- **Written task**
Copy every line from the one containing "Where can you spot the curved" through the last of the items, with both ends included and the requests copied unchanged. Multiply each coordinate in the answers by 2.25, rounding to whole numbers with halves rounded up.

═════ Listed records

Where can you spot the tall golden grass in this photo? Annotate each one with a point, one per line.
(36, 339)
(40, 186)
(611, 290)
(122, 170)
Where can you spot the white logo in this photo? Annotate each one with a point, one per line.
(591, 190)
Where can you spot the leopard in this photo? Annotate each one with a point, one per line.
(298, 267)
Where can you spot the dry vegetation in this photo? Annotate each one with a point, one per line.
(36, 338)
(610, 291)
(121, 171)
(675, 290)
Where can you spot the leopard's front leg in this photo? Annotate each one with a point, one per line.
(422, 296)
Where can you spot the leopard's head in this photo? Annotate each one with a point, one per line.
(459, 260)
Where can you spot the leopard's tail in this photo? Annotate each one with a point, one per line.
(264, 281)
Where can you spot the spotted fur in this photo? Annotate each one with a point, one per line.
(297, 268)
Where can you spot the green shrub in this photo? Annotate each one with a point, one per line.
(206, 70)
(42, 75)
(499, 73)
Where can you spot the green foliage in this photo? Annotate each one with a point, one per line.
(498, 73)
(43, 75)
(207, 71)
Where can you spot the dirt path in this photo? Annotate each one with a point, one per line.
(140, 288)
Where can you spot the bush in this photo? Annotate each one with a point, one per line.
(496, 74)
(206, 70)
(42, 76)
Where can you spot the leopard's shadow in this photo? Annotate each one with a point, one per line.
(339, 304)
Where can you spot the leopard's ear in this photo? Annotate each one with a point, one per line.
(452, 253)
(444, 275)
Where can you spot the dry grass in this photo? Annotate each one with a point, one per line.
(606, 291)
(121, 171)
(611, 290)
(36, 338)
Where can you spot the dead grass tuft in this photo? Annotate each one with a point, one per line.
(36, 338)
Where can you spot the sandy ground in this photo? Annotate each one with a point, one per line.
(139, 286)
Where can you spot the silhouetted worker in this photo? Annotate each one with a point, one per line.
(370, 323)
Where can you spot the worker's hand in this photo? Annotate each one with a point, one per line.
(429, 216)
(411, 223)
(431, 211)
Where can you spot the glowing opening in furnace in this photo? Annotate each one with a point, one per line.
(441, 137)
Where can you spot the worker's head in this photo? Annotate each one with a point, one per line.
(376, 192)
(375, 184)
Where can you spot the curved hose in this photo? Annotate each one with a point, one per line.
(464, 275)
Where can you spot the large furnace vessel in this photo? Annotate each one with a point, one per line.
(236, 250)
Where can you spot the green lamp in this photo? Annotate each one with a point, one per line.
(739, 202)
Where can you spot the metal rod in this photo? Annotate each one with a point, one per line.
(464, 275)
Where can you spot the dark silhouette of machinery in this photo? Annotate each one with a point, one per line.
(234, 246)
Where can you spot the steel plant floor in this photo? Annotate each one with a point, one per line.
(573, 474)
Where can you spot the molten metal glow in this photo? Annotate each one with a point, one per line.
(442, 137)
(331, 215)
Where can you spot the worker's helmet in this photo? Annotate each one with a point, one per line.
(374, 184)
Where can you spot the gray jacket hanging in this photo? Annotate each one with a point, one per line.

══════════

- **Response to the task**
Where can you spot the curved hose in this photo? Annotate each one with a point, one per line.
(1044, 619)
Where can you spot the large furnace vessel in this photo? Annotate each one with a point, one per line.
(531, 563)
Where can you spot the green lamp in this photo? Annotate each one with a point, one per line.
(1663, 455)
Where can you spot the metal rod in this photo? Annotate each one with a point, one per line.
(1044, 619)
Where can you spot the dark silhouette of machinery in this photo? Annotate each one with a point, one per line.
(527, 554)
Where can you spot the steel plant floor in this photo? Annotate each one with a point, one per line.
(1289, 1067)
Where can you spot the molten metal glow in this photo? Annotate each one with a point, one per line.
(995, 308)
(745, 484)
Where can you spot the worker's helmet in this photo? Annotate each one with a point, one per line.
(842, 414)
Where can you spot the gray jacket hanging in this photo? Annotate each one with a point, one per line.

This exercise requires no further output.